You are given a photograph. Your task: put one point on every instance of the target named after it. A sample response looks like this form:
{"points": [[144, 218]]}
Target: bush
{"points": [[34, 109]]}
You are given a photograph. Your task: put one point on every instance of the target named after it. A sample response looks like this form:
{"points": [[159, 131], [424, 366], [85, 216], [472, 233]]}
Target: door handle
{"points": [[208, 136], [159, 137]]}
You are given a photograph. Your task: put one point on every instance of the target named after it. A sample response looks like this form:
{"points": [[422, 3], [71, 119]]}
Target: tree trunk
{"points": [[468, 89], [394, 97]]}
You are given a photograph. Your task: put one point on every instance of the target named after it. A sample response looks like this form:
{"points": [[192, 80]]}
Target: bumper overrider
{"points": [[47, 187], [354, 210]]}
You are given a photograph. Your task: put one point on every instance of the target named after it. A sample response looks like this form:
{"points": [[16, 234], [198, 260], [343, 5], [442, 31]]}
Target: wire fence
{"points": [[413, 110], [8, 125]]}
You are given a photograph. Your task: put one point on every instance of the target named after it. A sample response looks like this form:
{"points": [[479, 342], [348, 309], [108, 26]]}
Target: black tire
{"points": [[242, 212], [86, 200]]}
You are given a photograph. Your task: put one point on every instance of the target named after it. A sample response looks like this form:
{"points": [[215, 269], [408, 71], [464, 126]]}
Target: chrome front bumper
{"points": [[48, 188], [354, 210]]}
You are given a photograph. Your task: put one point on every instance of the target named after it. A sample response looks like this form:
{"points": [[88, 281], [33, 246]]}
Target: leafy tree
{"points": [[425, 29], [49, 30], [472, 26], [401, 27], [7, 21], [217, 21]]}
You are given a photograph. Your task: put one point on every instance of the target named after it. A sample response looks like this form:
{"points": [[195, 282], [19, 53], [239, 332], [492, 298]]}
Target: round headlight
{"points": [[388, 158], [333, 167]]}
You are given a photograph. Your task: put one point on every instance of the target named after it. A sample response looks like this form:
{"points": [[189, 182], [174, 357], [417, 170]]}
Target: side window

───

Task to carry out:
Pull out each record as written and restate it exactly.

Answer:
You are given a photograph. Your task: put one point on every instance of the target named after it. A sample response looks like this form:
{"points": [[144, 218]]}
Target: bush
{"points": [[34, 109]]}
You are given a photograph. Your task: put one point on every instance of the target named after it. A sample response looks like this form:
{"points": [[159, 131], [424, 366], [85, 216], [472, 233]]}
Target: door handle
{"points": [[208, 136], [159, 137]]}
You are given a photograph. Your task: put one point on every instance of the target named after it. A sample response looks like this form:
{"points": [[422, 3], [71, 119]]}
Target: tree trunk
{"points": [[468, 89], [394, 97]]}
You are given a photograph. Your task: put one point on every instance of the target named after it. A sample response looks like this form:
{"points": [[192, 80]]}
Target: bumper overrider
{"points": [[47, 187], [354, 210]]}
You are given a photograph. Your task: put one point on every instance of the target named after it. A sample response looks like this form:
{"points": [[16, 234], [198, 260], [343, 5], [442, 31]]}
Target: wire fence
{"points": [[413, 110], [8, 125]]}
You are given a photograph. Your task: put one point on every instance of the target named after it. A sample response looks like this form:
{"points": [[479, 342], [348, 309], [108, 26]]}
Target: black tire
{"points": [[242, 212], [86, 200]]}
You are given a photograph. Your task: put one point on every instance of the target named after it. A sample response looks like this form:
{"points": [[215, 269], [408, 71], [464, 126]]}
Target: chrome front bumper
{"points": [[48, 188], [354, 210]]}
You are given a photograph. Your task: put one point on every instance of the target named after it. A sample response looks like this form:
{"points": [[88, 281], [33, 246]]}
Target: leafy tree
{"points": [[425, 29], [49, 30], [472, 26], [401, 27], [7, 21], [217, 21]]}
You are given a photograph. Your task: put one point on every instance of the target named after it. A sample response looks like this form:
{"points": [[195, 282], [19, 53], [239, 332], [492, 298]]}
Target: round headlight
{"points": [[388, 158], [333, 167]]}
You are given a photograph. Your task: put one point on every instance of the target named after it. A sample response looks like this form:
{"points": [[189, 182], [174, 357], [417, 170]]}
Target: side window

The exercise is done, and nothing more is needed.